### Directions for this task
In the data that follows, every line containing the word "query" should be returned.

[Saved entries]
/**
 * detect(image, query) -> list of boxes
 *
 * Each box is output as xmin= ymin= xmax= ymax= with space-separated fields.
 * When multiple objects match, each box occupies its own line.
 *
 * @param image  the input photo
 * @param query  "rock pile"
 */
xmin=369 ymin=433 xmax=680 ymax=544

### Solution for this task
 * detect(image, query) -> list of boxes
 * @param query  "rock pile"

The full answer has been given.